[[ Excerpt provided open ]]

Workplace Air Monitoring COSHH
Workplace Air Monitoring (COSHH)
Occupational Hygiene is the anticipation, recognition, evaluation, control and prevention of hazards from work that may result in injury, illness, or affect the wellbeing of workers. Meridian Environmental Consultants Ltd (MEC) utilises expertise in science and engineering to prevent ill health caused by physical and chemical hazards in the working environment, helping employees and employers understand the risks and improve working conditions and working practices.
MEC carry out workplace air monitoring (COSHH), biological monitoring, and both dermal exposure and surface contamination sampling to help you evaluate worker exposures in your workplace. We provide a comprehensive exposure monitoring service to offer you assurance of compliance in accordance with requirements of the Control of Substances Hazardous to Health (COSHH) Regulations 2002 (as amended).
Exposure monitoring or workplace air monitoring means using suitable methods to assess the extent of workers' exposure to hazardous substances via all routes (i.e. inhalation, ingestion and/or skin). For further information download HSE's 'Working with substances hazardous to health: A brief guide to COSHH'.
1. Workplace Air Monitoring
Personal and background air monitoring for a wide range of airborne contaminants, such as hazardous dusts, gases, vapours, mists, fumes, fibres and nanoparticles.
MEC follow validated national and/or international sampling methods and work with UKAS accredited laboratories to ensure the results you receive are accurate and representative of your work environment. MEC recognise the importance of quality assurance to ensure product and service excellence.

[[ Excerpt provided closed ]]
[[ Data to examine open ]]

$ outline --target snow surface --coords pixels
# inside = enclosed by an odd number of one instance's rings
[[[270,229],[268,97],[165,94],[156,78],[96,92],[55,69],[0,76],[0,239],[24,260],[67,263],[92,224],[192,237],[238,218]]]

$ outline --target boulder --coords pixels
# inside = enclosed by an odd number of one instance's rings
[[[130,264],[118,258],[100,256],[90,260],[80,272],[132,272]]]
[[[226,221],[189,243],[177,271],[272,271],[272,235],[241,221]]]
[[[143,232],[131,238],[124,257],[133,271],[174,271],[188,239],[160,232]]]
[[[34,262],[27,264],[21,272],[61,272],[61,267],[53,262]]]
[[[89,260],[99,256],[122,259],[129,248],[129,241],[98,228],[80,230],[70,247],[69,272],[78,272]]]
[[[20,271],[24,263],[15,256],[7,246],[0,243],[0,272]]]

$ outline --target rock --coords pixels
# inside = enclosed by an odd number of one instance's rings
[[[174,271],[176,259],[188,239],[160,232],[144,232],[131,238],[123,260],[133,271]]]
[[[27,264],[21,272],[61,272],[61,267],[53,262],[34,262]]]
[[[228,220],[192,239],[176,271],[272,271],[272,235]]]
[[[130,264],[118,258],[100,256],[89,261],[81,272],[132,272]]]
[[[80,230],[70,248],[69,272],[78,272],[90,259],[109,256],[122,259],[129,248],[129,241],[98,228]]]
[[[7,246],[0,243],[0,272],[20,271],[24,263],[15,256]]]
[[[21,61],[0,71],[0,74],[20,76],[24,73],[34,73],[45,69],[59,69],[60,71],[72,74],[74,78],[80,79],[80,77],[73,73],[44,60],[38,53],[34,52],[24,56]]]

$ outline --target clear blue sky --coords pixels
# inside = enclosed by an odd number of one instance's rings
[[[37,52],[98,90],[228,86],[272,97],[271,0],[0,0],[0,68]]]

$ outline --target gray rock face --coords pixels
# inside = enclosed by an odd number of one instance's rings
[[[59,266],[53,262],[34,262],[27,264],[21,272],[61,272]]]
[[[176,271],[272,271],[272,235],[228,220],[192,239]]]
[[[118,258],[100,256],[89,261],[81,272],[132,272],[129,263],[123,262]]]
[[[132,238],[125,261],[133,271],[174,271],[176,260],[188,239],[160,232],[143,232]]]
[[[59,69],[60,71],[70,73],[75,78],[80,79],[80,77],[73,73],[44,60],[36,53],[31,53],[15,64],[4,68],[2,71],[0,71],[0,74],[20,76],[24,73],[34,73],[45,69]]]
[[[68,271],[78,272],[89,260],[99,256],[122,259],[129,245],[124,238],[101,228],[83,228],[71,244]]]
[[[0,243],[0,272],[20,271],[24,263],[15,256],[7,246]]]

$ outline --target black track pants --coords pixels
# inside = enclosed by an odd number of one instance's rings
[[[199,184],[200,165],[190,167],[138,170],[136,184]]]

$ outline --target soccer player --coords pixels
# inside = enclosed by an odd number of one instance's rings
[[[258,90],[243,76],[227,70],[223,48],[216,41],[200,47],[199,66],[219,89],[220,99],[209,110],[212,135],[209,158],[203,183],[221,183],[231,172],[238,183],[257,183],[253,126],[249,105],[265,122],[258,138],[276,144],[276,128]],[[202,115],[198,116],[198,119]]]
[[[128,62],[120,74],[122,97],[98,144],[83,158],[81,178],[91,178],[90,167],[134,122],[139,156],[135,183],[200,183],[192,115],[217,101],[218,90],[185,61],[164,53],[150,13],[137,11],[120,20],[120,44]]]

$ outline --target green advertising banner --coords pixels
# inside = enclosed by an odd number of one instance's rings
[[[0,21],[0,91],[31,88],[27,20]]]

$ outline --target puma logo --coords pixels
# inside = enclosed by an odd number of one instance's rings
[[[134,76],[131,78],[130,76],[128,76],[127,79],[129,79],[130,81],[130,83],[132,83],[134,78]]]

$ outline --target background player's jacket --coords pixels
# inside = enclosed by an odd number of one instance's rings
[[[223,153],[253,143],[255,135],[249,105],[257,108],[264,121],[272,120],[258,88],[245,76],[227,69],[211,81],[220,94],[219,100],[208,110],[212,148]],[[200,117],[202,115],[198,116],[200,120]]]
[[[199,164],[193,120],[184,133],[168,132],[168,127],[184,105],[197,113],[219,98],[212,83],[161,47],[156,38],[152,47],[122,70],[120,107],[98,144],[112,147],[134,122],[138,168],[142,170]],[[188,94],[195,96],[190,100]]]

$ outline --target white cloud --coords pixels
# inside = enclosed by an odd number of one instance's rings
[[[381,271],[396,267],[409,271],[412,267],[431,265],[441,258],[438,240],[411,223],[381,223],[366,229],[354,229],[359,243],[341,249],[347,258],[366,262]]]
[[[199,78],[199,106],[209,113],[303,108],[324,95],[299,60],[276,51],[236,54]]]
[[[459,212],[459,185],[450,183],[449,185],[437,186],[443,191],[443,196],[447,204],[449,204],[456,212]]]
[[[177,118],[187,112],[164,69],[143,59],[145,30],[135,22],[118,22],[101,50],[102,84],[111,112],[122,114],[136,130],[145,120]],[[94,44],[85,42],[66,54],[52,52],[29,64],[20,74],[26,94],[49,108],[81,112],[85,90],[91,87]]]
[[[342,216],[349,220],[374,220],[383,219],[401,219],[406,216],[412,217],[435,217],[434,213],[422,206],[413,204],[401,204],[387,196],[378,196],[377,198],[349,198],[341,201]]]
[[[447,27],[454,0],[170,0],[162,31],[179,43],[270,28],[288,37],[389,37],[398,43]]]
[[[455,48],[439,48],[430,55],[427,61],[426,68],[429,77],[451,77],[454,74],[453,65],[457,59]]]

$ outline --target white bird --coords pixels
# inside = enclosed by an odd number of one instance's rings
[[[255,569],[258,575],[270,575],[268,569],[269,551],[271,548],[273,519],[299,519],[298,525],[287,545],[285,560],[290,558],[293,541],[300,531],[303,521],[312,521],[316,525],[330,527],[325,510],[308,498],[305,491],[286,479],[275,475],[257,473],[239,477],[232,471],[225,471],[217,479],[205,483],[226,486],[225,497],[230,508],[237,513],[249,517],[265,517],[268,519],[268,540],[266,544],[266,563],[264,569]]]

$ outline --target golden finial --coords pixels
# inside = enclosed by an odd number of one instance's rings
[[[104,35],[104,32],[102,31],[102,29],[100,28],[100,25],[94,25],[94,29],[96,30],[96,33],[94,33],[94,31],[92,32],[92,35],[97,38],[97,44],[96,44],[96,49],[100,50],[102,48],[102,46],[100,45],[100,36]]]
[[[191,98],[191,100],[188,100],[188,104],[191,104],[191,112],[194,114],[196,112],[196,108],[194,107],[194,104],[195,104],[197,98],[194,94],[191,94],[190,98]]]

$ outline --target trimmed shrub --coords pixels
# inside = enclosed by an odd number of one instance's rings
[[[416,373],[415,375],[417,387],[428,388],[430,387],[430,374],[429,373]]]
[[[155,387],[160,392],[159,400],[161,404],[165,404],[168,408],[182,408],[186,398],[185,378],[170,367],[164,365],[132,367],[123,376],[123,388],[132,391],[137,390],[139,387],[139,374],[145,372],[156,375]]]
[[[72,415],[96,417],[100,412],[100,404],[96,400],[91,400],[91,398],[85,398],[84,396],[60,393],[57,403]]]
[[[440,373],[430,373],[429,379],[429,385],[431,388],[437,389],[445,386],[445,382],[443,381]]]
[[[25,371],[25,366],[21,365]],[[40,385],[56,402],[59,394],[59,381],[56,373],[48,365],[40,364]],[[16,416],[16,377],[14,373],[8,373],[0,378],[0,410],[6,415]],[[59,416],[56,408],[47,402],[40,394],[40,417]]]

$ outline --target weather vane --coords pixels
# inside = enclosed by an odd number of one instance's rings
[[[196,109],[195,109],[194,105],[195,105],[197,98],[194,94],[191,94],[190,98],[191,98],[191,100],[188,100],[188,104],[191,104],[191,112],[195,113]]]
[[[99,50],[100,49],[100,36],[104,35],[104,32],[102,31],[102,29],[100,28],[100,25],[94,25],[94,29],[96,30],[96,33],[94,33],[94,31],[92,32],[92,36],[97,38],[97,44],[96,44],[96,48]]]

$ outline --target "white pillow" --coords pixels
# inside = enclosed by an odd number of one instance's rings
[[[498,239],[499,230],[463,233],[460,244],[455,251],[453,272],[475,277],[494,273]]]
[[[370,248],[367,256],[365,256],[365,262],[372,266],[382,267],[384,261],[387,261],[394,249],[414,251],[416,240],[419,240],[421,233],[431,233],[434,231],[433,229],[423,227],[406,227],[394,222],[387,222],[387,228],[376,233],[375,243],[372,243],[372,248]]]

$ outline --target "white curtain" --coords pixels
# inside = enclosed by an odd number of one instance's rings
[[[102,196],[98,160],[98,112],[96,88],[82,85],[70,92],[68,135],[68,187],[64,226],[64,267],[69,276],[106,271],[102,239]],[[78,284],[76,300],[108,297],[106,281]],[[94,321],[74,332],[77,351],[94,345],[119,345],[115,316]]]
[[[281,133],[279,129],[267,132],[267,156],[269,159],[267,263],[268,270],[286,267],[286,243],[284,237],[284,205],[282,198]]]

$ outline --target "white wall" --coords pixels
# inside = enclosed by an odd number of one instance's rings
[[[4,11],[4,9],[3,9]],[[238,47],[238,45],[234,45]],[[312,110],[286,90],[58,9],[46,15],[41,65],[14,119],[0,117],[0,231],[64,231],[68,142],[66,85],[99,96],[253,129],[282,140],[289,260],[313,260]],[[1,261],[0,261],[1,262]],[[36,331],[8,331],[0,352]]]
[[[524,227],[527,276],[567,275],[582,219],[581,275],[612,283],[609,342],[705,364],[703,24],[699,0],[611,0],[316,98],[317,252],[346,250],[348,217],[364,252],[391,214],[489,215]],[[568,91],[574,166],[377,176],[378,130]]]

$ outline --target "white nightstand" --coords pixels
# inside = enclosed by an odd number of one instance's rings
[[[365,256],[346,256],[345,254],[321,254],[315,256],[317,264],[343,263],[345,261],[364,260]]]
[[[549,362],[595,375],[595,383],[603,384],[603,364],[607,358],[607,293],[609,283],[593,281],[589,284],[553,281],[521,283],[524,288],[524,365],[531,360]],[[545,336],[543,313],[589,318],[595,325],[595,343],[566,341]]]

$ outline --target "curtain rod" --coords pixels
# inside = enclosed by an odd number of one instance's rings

[[ Data to examine closed ]]
[[ Data to examine open ]]

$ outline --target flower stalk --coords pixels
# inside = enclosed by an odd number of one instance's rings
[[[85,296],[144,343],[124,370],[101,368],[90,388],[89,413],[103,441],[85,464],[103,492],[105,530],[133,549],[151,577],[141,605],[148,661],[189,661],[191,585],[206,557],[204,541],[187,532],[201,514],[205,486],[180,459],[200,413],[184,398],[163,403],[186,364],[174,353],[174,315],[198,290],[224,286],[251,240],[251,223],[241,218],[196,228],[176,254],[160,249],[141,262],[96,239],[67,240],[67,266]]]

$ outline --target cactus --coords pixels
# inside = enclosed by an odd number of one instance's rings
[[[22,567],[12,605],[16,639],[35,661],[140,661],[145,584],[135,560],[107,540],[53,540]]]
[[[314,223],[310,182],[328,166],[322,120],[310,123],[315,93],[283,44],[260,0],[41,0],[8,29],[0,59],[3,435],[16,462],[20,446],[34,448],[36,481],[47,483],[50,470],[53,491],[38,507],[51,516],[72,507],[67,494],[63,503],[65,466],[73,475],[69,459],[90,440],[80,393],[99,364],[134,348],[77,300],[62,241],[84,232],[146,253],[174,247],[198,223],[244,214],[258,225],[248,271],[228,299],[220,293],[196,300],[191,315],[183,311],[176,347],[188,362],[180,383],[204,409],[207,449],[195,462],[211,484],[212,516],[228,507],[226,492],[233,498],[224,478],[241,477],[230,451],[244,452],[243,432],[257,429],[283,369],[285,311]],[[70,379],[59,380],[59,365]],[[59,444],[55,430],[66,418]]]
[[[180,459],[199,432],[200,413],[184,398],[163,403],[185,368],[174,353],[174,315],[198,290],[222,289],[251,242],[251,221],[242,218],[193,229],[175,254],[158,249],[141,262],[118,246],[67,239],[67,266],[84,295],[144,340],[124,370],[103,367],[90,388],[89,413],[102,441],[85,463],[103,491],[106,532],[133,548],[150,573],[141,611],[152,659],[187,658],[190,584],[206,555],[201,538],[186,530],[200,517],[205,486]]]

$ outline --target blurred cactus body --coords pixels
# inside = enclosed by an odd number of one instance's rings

[[ Data to examine closed ]]
[[ Data to examine open ]]

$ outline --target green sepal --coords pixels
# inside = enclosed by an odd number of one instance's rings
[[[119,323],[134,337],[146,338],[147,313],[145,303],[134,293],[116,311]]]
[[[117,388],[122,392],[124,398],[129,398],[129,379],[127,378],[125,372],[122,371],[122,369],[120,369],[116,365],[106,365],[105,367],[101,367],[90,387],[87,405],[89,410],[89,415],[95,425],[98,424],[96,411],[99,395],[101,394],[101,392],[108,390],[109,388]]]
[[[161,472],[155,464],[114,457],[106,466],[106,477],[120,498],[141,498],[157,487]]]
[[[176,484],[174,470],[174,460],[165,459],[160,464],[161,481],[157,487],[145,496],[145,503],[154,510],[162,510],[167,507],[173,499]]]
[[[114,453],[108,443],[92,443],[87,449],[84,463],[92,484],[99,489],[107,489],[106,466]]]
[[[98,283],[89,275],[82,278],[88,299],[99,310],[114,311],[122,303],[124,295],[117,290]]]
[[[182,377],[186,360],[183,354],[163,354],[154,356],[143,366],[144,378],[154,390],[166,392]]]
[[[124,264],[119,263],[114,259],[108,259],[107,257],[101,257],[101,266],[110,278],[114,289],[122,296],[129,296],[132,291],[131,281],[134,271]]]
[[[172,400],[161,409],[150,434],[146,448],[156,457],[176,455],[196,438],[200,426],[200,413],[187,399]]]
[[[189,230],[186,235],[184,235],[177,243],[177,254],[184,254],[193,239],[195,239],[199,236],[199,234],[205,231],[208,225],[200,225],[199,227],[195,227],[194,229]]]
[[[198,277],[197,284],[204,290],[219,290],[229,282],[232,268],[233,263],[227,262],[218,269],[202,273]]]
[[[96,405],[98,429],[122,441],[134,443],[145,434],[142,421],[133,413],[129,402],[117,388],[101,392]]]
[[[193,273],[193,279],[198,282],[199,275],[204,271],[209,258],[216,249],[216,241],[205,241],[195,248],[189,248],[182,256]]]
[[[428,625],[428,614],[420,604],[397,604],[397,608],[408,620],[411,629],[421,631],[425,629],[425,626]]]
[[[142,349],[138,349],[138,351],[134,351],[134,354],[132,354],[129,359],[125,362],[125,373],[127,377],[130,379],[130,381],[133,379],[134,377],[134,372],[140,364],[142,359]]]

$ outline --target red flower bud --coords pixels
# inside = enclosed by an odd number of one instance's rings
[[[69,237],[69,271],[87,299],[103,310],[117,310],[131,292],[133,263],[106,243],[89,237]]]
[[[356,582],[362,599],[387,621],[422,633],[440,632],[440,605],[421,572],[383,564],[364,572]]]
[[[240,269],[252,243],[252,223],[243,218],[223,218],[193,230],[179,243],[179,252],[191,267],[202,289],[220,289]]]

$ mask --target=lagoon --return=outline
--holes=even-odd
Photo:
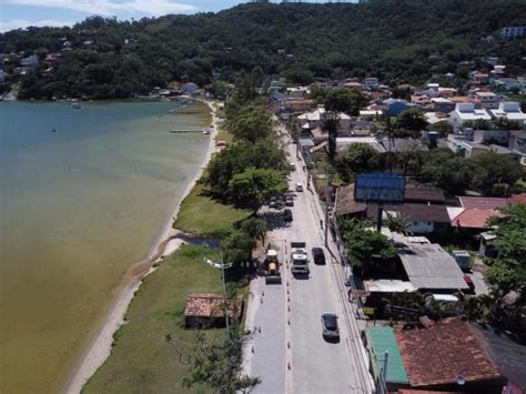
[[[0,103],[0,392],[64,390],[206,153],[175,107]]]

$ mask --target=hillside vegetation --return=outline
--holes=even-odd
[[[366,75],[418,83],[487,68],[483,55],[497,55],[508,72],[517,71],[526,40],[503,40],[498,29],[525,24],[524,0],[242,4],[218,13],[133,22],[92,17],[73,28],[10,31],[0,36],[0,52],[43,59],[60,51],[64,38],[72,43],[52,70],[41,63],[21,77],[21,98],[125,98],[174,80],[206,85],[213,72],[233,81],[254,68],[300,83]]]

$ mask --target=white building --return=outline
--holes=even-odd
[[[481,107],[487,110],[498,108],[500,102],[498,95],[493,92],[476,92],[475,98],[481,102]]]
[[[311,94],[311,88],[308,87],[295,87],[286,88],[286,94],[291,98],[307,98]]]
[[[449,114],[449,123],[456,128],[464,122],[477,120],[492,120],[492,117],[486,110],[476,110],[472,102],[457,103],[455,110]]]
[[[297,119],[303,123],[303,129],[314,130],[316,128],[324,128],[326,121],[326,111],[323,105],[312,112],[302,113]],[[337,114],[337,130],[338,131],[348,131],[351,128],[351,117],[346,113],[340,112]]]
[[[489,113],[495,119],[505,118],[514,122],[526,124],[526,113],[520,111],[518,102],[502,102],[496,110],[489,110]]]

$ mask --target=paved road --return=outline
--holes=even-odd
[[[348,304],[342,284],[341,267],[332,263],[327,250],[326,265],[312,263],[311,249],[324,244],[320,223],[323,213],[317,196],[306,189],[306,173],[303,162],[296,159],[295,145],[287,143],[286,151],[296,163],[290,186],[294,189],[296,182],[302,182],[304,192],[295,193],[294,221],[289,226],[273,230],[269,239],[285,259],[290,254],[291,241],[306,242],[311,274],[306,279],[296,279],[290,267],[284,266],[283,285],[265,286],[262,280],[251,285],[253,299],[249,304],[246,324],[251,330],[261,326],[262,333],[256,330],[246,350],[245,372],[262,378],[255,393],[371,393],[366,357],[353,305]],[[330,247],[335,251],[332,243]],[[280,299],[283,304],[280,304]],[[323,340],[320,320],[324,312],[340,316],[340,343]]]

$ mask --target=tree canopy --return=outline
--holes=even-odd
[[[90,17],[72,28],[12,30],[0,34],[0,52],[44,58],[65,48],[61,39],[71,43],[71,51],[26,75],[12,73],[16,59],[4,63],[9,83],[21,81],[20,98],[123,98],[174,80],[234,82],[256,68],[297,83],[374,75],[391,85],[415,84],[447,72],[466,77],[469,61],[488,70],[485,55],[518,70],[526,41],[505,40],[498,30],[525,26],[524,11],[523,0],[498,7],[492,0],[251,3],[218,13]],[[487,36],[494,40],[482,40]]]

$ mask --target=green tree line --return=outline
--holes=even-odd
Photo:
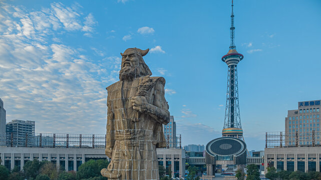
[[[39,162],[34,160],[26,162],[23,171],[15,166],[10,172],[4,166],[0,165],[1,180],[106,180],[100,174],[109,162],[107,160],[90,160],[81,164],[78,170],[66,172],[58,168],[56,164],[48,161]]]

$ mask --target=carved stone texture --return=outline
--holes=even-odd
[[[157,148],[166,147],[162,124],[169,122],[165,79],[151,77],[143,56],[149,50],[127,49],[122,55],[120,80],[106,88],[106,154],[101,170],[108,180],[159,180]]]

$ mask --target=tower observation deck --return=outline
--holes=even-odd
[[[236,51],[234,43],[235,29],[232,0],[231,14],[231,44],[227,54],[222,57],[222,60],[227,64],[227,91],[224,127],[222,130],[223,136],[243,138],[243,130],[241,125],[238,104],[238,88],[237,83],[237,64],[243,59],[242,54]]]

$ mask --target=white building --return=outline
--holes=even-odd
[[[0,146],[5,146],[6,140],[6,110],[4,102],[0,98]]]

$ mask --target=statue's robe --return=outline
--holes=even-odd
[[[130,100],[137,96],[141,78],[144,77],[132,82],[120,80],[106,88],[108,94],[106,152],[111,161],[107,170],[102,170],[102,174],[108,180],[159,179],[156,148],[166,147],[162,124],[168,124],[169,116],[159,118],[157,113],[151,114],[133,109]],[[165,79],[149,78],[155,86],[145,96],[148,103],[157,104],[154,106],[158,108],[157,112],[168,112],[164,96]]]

[[ Data to examine closed ]]

*Work instruction:* Carry on the workplace air monitoring page from its last sentence. These rows were taken from a different source than the text.

*Response box:*
2. Biological Monitoring
Biological monitoring is the analysis of biological samples (i.e. urine, expired air) for the presence of a chemical or its metabolite.
The method gives an indication of exposure and takes into account all routes of exposure (i.e. inhalation, ingestion and/or skin).
3. Dermal Exposure Sampling
Dermal exposure to hazardous agents can result in a variety of occupational diseases and disorders, including occupational skin diseases (OSD) and systemic toxicity. To minimise dermal (skin) exposure it is essential to establish which pathways are contributing to the exposure and monitoring provides essential information for preventing or minimising exposures to hazardous substances under COSHH.
4. Surface Contamination Sampling
Contact with contaminated surfaces can happen in a variety of ways, such as directly handling a contaminated workpiece, contact with contaminated work surfaces, residues on hands transferred to the eyes, nose and mouth, residues on hands transferred to tools, paperwork and food, and removing contaminated PPE incorrectly. Disturbance of contaminated surfaces can lead to inadvertent inhalation, ingestion and skin exposures.